Activity: Wherever a line of the listing holds the string "below", copy that line.

Input for this task:
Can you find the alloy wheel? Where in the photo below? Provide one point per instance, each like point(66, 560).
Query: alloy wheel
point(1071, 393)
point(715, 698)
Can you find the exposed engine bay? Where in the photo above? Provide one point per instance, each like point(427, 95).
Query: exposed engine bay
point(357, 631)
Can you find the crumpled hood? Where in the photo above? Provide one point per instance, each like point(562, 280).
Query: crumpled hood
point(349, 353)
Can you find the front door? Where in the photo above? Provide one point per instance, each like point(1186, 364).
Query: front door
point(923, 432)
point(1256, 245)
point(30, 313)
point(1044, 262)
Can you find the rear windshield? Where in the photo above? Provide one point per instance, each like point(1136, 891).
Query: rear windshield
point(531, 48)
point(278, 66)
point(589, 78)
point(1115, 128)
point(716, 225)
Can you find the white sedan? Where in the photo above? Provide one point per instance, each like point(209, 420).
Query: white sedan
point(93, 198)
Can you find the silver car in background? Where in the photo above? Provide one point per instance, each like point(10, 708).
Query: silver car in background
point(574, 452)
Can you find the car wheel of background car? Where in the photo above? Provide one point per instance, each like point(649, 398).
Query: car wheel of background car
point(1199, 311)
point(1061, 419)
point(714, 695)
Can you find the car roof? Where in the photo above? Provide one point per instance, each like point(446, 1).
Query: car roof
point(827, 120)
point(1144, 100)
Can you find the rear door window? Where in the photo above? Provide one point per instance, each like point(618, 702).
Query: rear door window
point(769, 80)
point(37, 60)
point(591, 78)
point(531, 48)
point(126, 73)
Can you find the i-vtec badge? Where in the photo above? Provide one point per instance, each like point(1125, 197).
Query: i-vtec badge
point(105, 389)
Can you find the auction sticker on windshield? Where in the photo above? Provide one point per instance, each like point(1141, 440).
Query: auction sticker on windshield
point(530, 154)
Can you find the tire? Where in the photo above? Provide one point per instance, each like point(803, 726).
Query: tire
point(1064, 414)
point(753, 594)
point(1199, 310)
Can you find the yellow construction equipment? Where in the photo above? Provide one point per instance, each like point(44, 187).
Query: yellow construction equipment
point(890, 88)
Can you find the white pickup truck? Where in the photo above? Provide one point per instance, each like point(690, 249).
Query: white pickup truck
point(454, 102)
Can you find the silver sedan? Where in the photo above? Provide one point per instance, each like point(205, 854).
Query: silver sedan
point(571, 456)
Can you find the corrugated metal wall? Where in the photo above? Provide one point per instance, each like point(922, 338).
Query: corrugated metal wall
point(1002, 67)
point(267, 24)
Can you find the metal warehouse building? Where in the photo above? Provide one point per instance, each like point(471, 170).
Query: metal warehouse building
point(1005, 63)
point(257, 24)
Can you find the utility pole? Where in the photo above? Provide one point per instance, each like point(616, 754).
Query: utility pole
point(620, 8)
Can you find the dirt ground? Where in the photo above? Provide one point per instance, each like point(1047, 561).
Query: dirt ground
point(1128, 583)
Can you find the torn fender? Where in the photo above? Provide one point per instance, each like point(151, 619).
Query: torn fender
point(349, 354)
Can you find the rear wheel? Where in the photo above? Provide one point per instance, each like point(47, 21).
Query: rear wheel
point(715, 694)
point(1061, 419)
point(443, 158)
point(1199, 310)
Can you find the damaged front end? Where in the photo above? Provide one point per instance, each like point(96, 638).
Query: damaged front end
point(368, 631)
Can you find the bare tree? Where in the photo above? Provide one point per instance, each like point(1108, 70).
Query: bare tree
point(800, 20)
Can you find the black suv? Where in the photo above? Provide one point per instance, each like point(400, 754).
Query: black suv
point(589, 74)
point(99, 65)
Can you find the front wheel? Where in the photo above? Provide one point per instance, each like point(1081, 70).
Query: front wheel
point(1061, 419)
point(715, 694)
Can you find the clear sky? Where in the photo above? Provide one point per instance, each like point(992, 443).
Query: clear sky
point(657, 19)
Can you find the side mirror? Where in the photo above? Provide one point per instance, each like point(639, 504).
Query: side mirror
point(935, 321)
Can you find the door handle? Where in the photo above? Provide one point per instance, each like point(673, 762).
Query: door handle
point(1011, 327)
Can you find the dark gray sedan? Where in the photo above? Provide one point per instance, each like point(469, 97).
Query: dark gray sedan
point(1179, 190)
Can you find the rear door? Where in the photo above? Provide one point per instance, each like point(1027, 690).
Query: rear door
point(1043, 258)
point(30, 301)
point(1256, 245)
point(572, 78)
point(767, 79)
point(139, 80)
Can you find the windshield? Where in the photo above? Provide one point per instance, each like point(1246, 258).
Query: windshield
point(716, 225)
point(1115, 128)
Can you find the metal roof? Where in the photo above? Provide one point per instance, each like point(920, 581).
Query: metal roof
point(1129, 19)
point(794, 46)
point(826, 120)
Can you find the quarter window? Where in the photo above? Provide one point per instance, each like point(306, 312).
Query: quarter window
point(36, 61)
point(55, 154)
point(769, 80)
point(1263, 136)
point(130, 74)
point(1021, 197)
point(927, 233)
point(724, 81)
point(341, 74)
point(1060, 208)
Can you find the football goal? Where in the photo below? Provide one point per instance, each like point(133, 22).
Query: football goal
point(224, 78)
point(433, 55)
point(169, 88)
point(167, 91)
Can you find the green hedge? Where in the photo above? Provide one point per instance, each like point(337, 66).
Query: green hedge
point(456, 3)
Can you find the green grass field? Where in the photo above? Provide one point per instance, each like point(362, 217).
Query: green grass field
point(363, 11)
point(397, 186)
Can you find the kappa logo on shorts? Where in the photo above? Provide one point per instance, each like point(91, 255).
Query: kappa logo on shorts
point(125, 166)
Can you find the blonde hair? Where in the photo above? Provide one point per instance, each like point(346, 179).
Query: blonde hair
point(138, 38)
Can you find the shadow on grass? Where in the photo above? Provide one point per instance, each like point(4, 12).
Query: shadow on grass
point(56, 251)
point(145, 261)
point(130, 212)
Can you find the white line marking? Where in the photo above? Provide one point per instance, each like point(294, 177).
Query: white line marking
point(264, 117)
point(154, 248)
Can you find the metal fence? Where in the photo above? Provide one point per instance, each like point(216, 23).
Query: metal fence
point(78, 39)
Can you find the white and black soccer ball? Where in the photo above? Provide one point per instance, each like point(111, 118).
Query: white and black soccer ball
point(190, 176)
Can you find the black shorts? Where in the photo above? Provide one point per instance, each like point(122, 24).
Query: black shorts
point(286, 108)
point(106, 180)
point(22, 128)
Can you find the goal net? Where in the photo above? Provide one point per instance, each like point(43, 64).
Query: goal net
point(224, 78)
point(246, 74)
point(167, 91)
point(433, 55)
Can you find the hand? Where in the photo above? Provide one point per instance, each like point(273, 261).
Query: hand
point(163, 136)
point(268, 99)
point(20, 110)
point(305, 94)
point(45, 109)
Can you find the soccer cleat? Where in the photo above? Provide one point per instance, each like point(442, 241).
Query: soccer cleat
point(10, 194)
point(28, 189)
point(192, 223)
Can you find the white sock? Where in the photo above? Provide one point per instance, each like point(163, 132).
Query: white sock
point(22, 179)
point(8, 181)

Response to this task:
Can you find the alloy wheel? Where in the photo below? Provide one point per instance, each like point(66, 560).
Can you find the football goal? Where in the photo below? Provide one point per instance, each like point(133, 22).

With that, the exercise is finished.